::: RECORDS SUPPLIED :::

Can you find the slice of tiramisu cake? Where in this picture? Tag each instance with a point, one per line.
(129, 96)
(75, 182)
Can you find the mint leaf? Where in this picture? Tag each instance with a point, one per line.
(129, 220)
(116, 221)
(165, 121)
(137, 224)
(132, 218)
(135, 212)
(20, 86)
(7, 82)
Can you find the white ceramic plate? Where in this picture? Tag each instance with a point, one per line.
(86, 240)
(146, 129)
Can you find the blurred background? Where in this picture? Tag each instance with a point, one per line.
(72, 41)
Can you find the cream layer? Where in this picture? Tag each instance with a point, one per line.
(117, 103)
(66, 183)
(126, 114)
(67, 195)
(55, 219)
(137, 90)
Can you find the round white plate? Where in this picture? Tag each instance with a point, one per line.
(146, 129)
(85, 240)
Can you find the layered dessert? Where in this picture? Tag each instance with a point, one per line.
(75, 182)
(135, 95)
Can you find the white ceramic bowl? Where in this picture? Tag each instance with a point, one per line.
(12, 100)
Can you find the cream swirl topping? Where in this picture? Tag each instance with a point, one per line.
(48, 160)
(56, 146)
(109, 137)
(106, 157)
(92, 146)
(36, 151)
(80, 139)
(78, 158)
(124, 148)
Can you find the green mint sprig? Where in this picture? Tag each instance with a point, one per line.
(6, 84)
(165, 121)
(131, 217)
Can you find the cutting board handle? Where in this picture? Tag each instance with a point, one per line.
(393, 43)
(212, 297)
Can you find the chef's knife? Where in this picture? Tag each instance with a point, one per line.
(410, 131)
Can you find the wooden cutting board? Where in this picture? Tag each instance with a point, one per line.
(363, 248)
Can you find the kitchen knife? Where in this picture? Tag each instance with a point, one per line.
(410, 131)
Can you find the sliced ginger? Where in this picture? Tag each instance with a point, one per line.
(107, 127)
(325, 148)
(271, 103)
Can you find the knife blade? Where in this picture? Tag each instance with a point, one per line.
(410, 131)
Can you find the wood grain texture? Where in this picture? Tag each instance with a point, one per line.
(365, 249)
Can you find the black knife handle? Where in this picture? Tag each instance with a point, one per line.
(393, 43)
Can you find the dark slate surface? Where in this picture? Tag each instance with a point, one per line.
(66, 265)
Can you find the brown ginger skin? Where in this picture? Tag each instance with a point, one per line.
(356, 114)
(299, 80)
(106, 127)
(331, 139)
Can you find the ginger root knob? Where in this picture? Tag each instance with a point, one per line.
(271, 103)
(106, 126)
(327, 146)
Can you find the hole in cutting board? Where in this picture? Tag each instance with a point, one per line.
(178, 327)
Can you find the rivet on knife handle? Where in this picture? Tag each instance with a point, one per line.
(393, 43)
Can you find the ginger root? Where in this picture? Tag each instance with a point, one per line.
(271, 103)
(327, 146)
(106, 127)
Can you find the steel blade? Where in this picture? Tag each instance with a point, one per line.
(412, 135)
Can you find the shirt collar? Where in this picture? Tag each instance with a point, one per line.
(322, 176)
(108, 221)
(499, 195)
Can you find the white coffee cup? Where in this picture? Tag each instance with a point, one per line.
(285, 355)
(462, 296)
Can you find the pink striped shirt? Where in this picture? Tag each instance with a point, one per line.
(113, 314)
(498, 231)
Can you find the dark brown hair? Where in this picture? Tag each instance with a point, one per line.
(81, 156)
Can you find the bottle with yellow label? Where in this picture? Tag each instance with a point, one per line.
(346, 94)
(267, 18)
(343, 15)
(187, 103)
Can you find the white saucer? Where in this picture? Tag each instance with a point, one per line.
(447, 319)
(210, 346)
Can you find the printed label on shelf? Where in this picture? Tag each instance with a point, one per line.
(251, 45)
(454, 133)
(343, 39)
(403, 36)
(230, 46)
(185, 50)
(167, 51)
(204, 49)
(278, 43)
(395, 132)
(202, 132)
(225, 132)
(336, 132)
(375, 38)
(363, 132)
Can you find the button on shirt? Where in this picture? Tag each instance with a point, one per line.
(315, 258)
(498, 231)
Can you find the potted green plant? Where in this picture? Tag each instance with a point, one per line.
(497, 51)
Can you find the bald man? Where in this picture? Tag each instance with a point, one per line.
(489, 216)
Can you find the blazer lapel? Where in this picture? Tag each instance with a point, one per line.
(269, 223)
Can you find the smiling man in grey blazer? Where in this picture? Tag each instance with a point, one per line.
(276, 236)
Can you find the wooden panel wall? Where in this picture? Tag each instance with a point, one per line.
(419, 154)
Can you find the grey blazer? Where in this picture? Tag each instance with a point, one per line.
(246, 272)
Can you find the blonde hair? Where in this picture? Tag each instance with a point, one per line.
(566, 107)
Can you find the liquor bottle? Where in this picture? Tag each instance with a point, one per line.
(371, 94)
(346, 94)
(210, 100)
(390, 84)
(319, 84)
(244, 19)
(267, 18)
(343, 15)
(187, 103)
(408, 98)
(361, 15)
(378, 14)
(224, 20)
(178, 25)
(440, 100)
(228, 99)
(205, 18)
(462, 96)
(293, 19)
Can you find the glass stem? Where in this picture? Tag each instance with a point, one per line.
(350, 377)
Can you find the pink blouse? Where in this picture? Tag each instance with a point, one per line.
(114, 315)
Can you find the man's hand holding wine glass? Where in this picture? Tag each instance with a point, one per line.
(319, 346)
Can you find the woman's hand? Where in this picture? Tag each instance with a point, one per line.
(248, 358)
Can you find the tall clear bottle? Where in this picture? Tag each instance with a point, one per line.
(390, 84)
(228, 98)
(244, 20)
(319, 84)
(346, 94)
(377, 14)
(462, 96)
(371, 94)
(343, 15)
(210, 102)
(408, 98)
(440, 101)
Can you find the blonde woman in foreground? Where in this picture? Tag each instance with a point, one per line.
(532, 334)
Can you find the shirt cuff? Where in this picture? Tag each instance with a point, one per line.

:::

# [ACTIVITY]
Write out every entry word for word.

# [EXERCISE ANSWER]
Can you find the slice of tiramisu cake? Where in this picture? Tag each instance with a point, one per line.
(129, 96)
(75, 182)
Can you find the mint leaf? Where in this picture? Tag each instance with a point, one per line.
(129, 220)
(116, 221)
(165, 121)
(137, 224)
(132, 218)
(135, 212)
(20, 86)
(7, 82)
Can you find the white ceramic plate? Where in this picture? Tag each instance with a point, one per line.
(86, 240)
(146, 129)
Can you find the blurred background? Where in this picture? Tag each instance with a point, one per line.
(72, 41)
Can you find the cream layer? Where in this picture? Tag each instance with a point, one per line.
(117, 103)
(66, 183)
(126, 114)
(67, 195)
(55, 219)
(137, 90)
Can you find the round white plate? Where in this picture? Tag each instance with a point, one per line.
(146, 129)
(85, 240)
Can you find the layered dessert? Where in this picture? Tag each instance with a point, one per line.
(75, 182)
(135, 95)
Can you find the white ceramic bowl? Where in this picture? Tag each instance with a point, one per line.
(12, 100)
Can you find the cream swirl topping? Where in this picture? Tag each instance with a point, one per line.
(48, 160)
(56, 146)
(109, 137)
(106, 157)
(92, 146)
(36, 151)
(80, 139)
(78, 158)
(124, 148)
Can you find the green mint sprig? Where in this picture? Tag each instance with a point, one per line.
(6, 84)
(165, 121)
(131, 217)
Can you find the cutting board handle? Where in this picture? Tag each instance with a point, one per line.
(393, 43)
(212, 297)
Can you find the chef's knife? Where in this picture? Tag each instance with a point, one per line.
(410, 131)
Can you find the wooden cutting board? Where in this picture? Tag each instance with a point, one per line.
(363, 248)
Can you find the kitchen knife? Where in this picture? Tag each instance with a point, one per line.
(410, 131)
Can you find the sliced ginger? Where in this picture? Tag each instance with a point, one per line.
(107, 127)
(325, 148)
(271, 103)
Can you find the knife blade? Where in this picture? Tag each instance with a point, one per line.
(410, 131)
Can you find the wood grain texture? Where in this picture? Tag each instance with a point, one per line.
(365, 249)
Can you find the black knife handle? Where in this picture? Tag each instance with a point, one per line.
(393, 43)
Can you find the dark slate surface? Where in this picture? Tag each instance with a point, one per line.
(66, 265)
Can you find the brown ginger skin? Where in this picture? Tag each instance with a point, one per line.
(356, 114)
(299, 80)
(106, 127)
(331, 139)
Can you find the ginger root knob? Where in this picture? Tag each instance with a point, one per line.
(271, 103)
(106, 126)
(327, 146)
Can you find the hole in cutting board? Where in this picture? Tag each instance with a point, one per line.
(178, 327)
Can you find the rivet on knife handle? Where in this picture? Tag each instance with a point, one per line.
(393, 43)
Can you find the ginger root? Where in this picture? Tag each instance with a point, one per line.
(271, 103)
(327, 146)
(106, 127)
Can you find the steel blade? Where in this picture? Tag each instance with a point, one per line.
(412, 135)
Can you find the shirt collar? Where in this picture? Tag each instance with a point, one per line.
(322, 176)
(108, 221)
(499, 195)
Can you find the white coffee cup? Where in this picture? Tag each instance with a point, one per line.
(285, 355)
(462, 296)
Can you find the pink striped shirt? Where in this picture? Tag each instance with a point, one per line.
(113, 314)
(498, 231)
Can you find the dark brown hair? Where in this picture? Tag each instance with a point, one per line.
(81, 156)
Can you find the bottle with yellow label? Where in this picture? Tag each instance with a point, one per line.
(346, 94)
(267, 18)
(343, 15)
(187, 103)
Can you find the white saucer? Where in this picture? Tag each instance with a point, one per line.
(447, 319)
(210, 346)
Can you find the printed label on shelf? Where in this picture? Tag each instance with a point, one per line.
(251, 45)
(454, 133)
(343, 39)
(403, 36)
(230, 46)
(185, 50)
(167, 51)
(204, 49)
(278, 43)
(395, 132)
(202, 132)
(225, 132)
(336, 132)
(375, 38)
(363, 132)
Can you find the button on shirt? Where in this picture? Tag each instance with a point, one per line.
(315, 258)
(498, 231)
Can you find the potted green plant? Where in this picture? Tag each instance with a point, one per line.
(497, 51)
Can you find the bald man? Where in this picture? Tag each instance with a point, one per line.
(489, 216)
Can you find the blazer lapel? Where in this picture? Tag each instance with a point, one per line.
(269, 223)
Can you find the smiling man in grey blazer? Where in this picture? Tag each instance with a point, one per line.
(276, 236)
Can you find the wooden panel wall? Where in this picture? Tag each instance with a point, one per line.
(419, 154)
Can you find the grey blazer? Where in this picture? Tag each instance with a point, one per line.
(246, 272)
Can you find the blonde hair? Where in this picture? Tag each instance with a point, one per line.
(566, 107)
Can you find the liquor bottle? Where in this picture? Tag each instance with a point, one per line.
(371, 94)
(346, 94)
(210, 100)
(390, 84)
(319, 84)
(244, 19)
(267, 18)
(343, 15)
(187, 103)
(408, 98)
(361, 15)
(378, 14)
(224, 20)
(178, 25)
(440, 100)
(228, 99)
(205, 18)
(462, 96)
(293, 19)
Can you find the glass stem? Where in this picture? Tag each instance with a point, one per line.
(350, 377)
Can you find the pink blouse? Where in this picture? Tag each instance with a point, one per line.
(114, 315)
Can you find the man's hand holding wine glass? Where in this picture? Tag each instance with a point, one per line.
(319, 346)
Can you find the woman's hand? Where in this picture? Tag each instance with a point, one per line.
(248, 358)
Can you find the tall clear bottle? Where in this picture? Tag each instance with a point, one per line.
(390, 84)
(228, 98)
(244, 20)
(319, 84)
(346, 94)
(377, 14)
(462, 96)
(371, 94)
(343, 15)
(210, 102)
(408, 98)
(440, 101)
Can you find the blonde woman in foreground? Where in this picture? Tag each instance with a point, one per line.
(532, 334)
Can you find the shirt cuff? Where in this picture? Tag each instance with a point, one per line.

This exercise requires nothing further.